## Tujuan Latihan
Tolong salin kata demi kata baris-baris mulai dari baris yang memuat "the truck cab." sampai baris yang memuat "192 27 257 104", termasuk kedua baris tersebut.

## Data yang Digunakan
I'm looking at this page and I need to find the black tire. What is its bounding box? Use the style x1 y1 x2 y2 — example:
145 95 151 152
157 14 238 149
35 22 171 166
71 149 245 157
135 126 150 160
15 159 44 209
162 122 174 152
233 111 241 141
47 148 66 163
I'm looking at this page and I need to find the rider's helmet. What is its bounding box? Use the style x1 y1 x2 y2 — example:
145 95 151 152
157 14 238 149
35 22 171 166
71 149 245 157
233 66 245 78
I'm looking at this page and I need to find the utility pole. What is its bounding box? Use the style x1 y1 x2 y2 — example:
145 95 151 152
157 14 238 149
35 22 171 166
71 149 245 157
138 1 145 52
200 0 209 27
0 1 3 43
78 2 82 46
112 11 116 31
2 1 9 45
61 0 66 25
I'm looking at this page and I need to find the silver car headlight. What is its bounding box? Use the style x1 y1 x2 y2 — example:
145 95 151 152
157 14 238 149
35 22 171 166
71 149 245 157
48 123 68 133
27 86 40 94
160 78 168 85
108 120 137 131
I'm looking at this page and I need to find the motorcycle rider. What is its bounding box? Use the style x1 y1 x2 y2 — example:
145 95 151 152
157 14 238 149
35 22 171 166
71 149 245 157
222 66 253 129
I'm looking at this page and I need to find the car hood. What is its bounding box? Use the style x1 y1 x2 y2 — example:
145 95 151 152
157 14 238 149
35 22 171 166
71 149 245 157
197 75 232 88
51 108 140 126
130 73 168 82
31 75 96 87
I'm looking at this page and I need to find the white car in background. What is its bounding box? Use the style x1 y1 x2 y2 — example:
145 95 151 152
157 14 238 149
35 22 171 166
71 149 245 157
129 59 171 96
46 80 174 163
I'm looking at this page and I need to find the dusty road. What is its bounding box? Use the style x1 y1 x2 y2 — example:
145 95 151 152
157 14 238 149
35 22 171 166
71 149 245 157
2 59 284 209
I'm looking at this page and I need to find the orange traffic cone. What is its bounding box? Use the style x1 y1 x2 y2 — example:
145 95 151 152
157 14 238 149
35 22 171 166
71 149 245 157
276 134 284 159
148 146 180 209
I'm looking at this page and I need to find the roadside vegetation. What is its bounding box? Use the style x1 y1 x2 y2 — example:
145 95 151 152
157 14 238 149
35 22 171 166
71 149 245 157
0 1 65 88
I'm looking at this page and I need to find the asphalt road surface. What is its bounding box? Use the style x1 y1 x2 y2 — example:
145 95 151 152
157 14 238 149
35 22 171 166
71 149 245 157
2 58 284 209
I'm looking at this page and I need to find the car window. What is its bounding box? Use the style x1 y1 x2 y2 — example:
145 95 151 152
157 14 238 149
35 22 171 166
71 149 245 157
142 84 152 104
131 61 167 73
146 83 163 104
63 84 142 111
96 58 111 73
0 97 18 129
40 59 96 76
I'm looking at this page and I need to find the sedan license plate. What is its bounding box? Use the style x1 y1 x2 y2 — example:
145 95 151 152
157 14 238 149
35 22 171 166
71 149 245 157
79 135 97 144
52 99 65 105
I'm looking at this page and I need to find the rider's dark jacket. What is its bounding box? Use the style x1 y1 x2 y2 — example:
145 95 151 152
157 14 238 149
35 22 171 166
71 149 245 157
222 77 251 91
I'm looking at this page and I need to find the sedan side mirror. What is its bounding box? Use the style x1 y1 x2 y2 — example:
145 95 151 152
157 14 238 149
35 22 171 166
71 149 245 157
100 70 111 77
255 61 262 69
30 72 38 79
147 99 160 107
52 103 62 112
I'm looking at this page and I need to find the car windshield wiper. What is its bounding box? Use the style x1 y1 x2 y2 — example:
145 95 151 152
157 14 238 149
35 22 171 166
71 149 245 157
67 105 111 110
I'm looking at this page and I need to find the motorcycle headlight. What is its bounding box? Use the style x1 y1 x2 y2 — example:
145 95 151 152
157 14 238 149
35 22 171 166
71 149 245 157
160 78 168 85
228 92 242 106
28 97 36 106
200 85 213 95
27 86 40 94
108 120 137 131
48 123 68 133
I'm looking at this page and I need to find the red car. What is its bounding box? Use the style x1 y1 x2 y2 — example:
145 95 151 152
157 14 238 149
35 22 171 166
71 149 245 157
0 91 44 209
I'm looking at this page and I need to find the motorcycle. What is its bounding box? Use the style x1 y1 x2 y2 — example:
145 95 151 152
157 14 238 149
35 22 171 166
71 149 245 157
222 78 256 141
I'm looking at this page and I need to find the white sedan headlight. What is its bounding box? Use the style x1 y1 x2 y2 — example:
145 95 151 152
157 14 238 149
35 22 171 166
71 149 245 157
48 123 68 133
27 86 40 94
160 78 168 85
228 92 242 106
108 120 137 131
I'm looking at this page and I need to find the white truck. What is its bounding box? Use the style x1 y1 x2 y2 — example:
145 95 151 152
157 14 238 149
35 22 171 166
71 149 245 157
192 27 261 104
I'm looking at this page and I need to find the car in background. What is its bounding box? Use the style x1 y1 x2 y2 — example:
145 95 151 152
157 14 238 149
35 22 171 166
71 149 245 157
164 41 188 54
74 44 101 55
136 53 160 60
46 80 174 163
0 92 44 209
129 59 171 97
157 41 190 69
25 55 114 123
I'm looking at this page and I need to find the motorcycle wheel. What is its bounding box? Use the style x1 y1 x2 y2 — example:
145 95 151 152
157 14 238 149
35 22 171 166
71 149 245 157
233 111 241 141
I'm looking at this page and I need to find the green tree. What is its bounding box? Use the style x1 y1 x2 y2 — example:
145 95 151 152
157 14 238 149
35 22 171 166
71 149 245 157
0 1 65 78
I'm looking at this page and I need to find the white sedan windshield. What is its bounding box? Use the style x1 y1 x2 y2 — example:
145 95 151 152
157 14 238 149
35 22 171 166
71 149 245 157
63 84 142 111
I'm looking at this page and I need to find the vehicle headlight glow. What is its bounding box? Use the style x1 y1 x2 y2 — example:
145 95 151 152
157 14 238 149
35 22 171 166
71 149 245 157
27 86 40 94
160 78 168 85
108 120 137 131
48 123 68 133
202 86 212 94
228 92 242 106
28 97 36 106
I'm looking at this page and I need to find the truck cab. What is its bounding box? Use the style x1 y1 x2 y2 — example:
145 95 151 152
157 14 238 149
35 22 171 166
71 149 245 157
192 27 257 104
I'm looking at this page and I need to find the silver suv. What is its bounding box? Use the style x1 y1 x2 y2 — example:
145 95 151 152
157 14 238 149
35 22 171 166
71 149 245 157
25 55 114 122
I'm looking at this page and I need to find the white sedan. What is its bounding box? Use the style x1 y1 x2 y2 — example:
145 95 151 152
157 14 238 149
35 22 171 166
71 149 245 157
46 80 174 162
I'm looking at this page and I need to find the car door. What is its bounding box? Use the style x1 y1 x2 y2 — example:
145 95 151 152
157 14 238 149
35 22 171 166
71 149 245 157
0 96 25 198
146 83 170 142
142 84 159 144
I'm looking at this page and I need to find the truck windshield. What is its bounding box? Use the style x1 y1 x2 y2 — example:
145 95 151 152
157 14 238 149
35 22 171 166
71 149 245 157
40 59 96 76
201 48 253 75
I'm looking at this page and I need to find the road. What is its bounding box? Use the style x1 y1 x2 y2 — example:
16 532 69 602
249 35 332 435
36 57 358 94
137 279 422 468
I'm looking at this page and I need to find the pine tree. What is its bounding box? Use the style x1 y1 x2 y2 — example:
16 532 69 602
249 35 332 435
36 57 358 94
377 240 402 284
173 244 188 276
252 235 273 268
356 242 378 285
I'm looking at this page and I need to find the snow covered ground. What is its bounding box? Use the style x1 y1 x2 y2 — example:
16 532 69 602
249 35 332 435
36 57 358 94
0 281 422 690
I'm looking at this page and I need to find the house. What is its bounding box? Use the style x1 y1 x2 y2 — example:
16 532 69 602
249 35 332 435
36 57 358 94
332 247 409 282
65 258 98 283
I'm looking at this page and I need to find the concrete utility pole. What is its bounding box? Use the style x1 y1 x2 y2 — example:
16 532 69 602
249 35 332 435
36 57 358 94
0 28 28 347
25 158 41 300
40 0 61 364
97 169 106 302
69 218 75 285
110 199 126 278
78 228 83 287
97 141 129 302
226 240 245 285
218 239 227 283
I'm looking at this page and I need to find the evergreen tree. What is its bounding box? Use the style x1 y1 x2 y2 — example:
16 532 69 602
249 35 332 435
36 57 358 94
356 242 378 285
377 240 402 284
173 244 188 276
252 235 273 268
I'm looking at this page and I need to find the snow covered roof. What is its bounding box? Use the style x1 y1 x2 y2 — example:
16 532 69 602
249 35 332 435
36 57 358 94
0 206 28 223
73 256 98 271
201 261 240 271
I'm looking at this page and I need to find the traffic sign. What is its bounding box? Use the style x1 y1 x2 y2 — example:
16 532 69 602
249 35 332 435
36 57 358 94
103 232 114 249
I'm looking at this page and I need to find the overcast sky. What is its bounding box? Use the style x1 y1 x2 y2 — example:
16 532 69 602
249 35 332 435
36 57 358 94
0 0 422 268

## Jawaban
I'm looking at this page and I need to find the truck cab. What is its bounding box? Use the style x1 y1 x2 y2 — example:
145 95 151 152
157 14 238 149
35 22 171 166
71 149 245 157
192 27 257 104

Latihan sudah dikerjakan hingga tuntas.